### WHAT TO WORK ON
Extract every line of the material below and reproduce it faithfully.

### SOURCE RECORDS

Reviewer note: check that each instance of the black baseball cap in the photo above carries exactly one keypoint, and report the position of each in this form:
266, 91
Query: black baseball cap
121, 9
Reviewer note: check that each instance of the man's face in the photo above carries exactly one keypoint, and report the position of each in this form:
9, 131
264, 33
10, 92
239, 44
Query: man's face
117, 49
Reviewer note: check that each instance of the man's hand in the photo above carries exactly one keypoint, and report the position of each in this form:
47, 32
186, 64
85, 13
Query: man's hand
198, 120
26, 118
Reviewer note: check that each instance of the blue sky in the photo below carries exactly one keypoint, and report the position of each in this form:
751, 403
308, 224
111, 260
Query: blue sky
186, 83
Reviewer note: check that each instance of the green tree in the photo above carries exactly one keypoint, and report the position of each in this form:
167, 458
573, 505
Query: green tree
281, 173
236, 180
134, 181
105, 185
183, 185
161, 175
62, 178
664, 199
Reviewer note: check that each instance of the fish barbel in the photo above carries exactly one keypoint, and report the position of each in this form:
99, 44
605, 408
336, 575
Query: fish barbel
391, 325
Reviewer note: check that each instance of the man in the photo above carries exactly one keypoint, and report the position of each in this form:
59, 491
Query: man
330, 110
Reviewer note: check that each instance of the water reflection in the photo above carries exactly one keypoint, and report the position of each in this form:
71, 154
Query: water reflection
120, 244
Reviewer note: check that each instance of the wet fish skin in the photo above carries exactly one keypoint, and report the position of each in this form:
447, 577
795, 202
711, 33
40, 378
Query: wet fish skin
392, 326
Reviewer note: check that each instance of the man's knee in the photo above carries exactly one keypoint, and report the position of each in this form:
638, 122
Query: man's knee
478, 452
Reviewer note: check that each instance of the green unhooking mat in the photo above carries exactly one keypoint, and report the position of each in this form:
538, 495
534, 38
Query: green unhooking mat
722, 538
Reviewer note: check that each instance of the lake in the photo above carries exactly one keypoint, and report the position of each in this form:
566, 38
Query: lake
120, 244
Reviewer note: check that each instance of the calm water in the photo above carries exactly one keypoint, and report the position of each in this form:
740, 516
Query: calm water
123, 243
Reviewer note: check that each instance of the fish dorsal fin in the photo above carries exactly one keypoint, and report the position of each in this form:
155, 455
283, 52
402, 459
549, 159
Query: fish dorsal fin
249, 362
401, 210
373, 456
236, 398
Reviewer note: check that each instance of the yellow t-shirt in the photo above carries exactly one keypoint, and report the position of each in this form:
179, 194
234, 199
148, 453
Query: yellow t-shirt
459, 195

### TASK OUTPUT
Reviewer note: check that each instance of the black baseball cap in the photo above carries exactly one keypoint, and report the position of each in this form:
266, 91
Query: black baseball cap
121, 9
Reviewer note: check that each instance of the man's face in the photo above carries exactly one keypoint, and report the position of each in this form:
9, 131
264, 33
10, 92
239, 44
Query: man's face
117, 49
Reviewer note: check that each instance of the man's hand in the photo above carries exactly one keypoint, and report the position of each in this form:
47, 32
186, 64
85, 13
Query: man's hand
198, 120
26, 118
Reviewer note: check that each instance of the blue sky in the photo below carries exactly one keypoint, and report the position of each in this form:
751, 403
308, 224
111, 260
Query: blue sky
186, 83
Reviewer note: check that each instance of the green tree in the photo above carries exactly one keypoint, and report the position of each in this form:
167, 458
573, 505
Query: green tree
281, 173
236, 180
134, 181
105, 185
183, 185
161, 175
62, 178
664, 199
Reviewer note: check that each instance of the fish barbel in the photo above carries exactly one keypoint, and report the position of each in this form:
99, 44
605, 408
336, 575
Query: fish barbel
391, 325
Reviewer note: check that each instance of the man in the photo above carries exactly one keypoint, and report the position of each in this form:
59, 491
Query: man
330, 110
Reviewer note: check that each instance of the water reflection in the photo above carries exactly one keypoint, and report the position of each in this form:
71, 154
Query: water reflection
120, 244
Reviewer note: check that each instance of the wet fish skin in the photo above carries exactly one keypoint, and report the position of each in this form:
447, 577
795, 202
711, 33
40, 378
Query: wet fish skin
392, 326
Reviewer note: check that each instance of the man's knee in the photo above carries exactly one keypoint, and report the position of each in this form:
638, 122
Query: man's knee
478, 452
Reviewer note: check that each instance of the green unhooking mat in the photo above carries exactly one keypoint, and report the position of each in this form:
538, 495
534, 38
Query: green unhooking mat
722, 538
Reviewer note: check that each instance of the lake in the photo above carries exactly one keypoint, and report the position of each in this form:
566, 38
Query: lake
120, 244
Reviewer note: check that each instance of the calm water in the photo above carries exactly one keypoint, and report the position of each in this form:
740, 516
Query: calm water
123, 243
Reviewer note: check that each instance of the fish dorsal fin in the photo above carries exactly one keypoint, and report the position of each in this form:
155, 455
283, 52
402, 459
549, 159
Query: fish dorsal fin
249, 362
401, 210
373, 456
236, 398
Reviewer note: check that each instance of the yellow t-shirt in the photo above carries exactly one keypoint, and report the position of each in this form:
179, 194
234, 199
148, 453
Query: yellow t-shirt
459, 195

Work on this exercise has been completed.